Excerpted passage:
****
The multi-leaf also improves that way doctors can aim radiation at a tumor, supporters said. Instead of only being able to fire the radiation through the side or through the front, the new equipment uses a computer to continually change that shape of the beam as it rotates around the patient. This way, the tumor can be attacked from every angle.


The multi-leaf is not the only piece of equipment meant to sharpen the stream of radiation. Science has created far more precise tools, such as the equipment used for proton radiation treatment at the cancer center at Loma Linda University Medical Center. But that equipment cost $45 million, and it is one of only two in the United States.

Proton radiation hits only the tumor, said Dr. Jerry Slater, clinical director for the department of radiation medicine at Loma Linda. Radiation from the multi-leaf, by contrast, still must pass through some healthy tissue to get to the tumor.
****
Supplied information:
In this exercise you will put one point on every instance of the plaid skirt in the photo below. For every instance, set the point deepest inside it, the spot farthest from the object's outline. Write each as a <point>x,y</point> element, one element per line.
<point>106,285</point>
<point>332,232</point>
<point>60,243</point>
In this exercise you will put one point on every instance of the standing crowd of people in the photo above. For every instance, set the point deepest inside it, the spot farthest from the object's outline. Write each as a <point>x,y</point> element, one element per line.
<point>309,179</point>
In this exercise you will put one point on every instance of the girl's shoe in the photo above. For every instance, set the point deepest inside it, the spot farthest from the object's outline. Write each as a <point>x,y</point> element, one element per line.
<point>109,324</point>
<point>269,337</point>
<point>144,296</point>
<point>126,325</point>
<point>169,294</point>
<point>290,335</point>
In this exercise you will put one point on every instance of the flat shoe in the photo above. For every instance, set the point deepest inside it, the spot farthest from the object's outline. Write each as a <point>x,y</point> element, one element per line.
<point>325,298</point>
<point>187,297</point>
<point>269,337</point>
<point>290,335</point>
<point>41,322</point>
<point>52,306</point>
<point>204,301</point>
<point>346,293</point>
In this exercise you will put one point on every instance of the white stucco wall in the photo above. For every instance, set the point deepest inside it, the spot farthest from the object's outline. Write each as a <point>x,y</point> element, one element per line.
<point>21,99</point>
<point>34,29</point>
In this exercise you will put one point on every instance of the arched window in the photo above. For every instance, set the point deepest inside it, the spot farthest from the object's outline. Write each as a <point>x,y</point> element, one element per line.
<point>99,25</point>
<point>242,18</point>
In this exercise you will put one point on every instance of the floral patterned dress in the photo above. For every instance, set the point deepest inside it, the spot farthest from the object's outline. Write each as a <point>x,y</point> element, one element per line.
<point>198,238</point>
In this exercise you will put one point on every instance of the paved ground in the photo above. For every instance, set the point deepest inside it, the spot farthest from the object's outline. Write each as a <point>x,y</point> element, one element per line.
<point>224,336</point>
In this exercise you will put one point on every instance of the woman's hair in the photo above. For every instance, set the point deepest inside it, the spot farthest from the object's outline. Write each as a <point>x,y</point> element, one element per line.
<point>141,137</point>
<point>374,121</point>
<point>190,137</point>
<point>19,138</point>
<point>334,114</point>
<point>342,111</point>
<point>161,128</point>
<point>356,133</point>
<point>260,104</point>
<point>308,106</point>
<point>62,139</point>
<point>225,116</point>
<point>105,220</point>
****
According to the passage about radiation treatment equipment, how much did the proton radiation equipment at Loma Linda University Medical Center cost?

$45 million